__SOURCE DOCUMENT__.
+-------+
PATRICIA POLACCO: My mother's family was Jewish. They immigrated from Russia and the Ukraine to Michigan and bought a little farm. My father's people came from Ireland and ended up near East Lansing, Michigan. There was sometimes friction during family gatherings that must have left an impression on me. My aunties had a kosher kitchen, and people who aren't Jewish don't always get that. If the friction was getting serious, the elders of the family would remind us by saying, "Listen, we all serve the same God."

Later in life I also lived in the inner city of Oakland for 41 years. The Martinez family, who are Latino, lived across the street, and the Washingtons, who were black, also lived nearby. Arabs lived down the block. This is how we grew up, with people of all cultures together. In my stories, I try to convey the reality of my childhood, and I hope children will also learn to respect and honor what other people believe.

TEACHINGBOOKS: Chicken Sunday is about the relationship between three kids, their African-American grandmother, and an immigrant Jewish hat maker. Mrs. Katz and Tush also features Jewish and African-American characters. What messages do you want readers to take from these books?

PATRICIA POLACCO: The essence of Chicken Sunday is, "Don't judge people by the way they look. Judge them by what you know of them that you have experienced." The book reveals the customs of all the people that lived together in my Oakland neighborhood. Children looking at the pictures will notice that the hat maker, Mr. Kodinsky, has numbers printed on his arm, which means he was in a concentration camp during World War II. Mr. Kodinsky was also from Russia, and he became our friend.

Mrs. Katz and Tush is also about overcoming imagined differences. I was at Passover Seder, and there had recently been an incident in New York where an Orthodox Jew had struck and killed an African-American boy. It pitted Jews and blacks against each other. As I sat at Seder surrounded by black and other non-Jewish friends, I realized that Passover is really about being free from slavery. I thought, "These two groups of people have too much in common to be fighting each other." I love this story of Mrs. Katz. So did Oprah Winfrey, actually.

TEACHINGBOOKS: One of your most touching and acclaimed stories is The Keeping Quilt, about a family quilt handed down though generations. How did you come to write this book?
+-------+
__RECORDS SHOWN__.
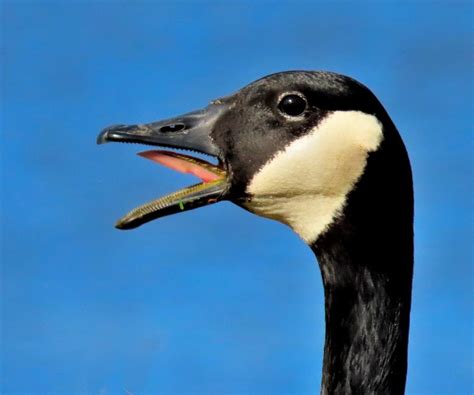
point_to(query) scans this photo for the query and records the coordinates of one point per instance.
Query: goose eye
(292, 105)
+-------+
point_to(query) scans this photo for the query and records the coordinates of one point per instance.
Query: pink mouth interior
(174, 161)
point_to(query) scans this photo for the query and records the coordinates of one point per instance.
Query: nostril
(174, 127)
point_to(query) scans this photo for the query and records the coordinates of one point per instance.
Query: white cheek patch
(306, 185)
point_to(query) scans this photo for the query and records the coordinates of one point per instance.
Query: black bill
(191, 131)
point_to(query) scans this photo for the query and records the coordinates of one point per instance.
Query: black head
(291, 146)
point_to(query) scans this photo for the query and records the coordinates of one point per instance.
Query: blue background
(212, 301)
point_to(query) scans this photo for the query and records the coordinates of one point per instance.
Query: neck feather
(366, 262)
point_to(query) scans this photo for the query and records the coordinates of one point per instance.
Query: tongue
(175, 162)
+-------+
__WHAT IS ASKED__.
• a. Answer these questions using the Patricia Polacco interview:
(i) For how many years did Polacco live in the inner city of Oakland?
(ii) According to the interview, what do the numbers printed on Mr. Kodinsky's arm mean?
(iii) From what country did Polacco's father's people come?
• b. Carry on the Patricia Polacco interview from the point where it stops.

__RESULTS__.
• a.
(i) 41 years
(ii) He was in a concentration camp during World War II.
(iii) Ireland

• b.
PATRICIA POLACCO: My mother's family had a quilt made of pieces of their clothing. We used the quilt to hold our babies in it when they were being named. We used it as chuppas during weddings. It's been a tablecloth. We covered coffins with it. The quilt follows us from our birth until our last moments on earth. I thought, "I want to do a series of drawings of everything that quilt has experienced."

TEACHINGBOOKS: Your magical story Rechenka's Eggs follows the adventures of an elderly, poor Russian woman whose goose lays beautifully decorated Ukrainian Easter eggs, known as Pysanky eggs. What were some of the ideas behind this book?

PATRICIA POLACCO: Rechenka's Eggs is a kind of a variation of the Goose that Laid the Golden Egg. There is a little old babushka that is lonely, and this animal becomes part of her life. The woman enters a contest every year for which she decorates eggs, and by accident, her goose breaks all of the eggs she has worked so hard to create. But out of this disaster emerges something wonderful. The goose starts laying beautifully decorated eggs. The story is about defeat and the phoenix rising out of the ashes.

TEACHINGBOOKS: More somberly, Pink and Say follows what happens to both a black and a white boy who meet during the Civil War. It is probably your saddest story, as it involves the murders of both a mother and a boy. It also might be the most referenced book you have that is part of the school curriculum. What do you want to convey with this book?

PATRICIA POLACCO: Pink and Say is just a little bit of history to show young people, on many levels, that nobody wins a war. The story was handed down from my great-great grandfather, Sheldon Russell Curtis. He fought in the Civil War and was interred in Andersonville Prison. He was left wounded on a field, and he was saved by a young black kid about his age—14 or 15. Sheldon had never experienced a black person before, and he comes to love Pinkus. The boys are captured and sent to Andersonville Prison, where Pinkus is hanged. Sheldon survives, and went on to father children, and so on, and lived an exemplary life. But at the same time as this is a story about how nobody wins a war, this was probably the first reaching of multiculturalism within my family, because my people had never experienced African-Americans before.

TEACHINGBOOKS: You illustrate your books with very different artistic styles. How do you settle on one for a particular story?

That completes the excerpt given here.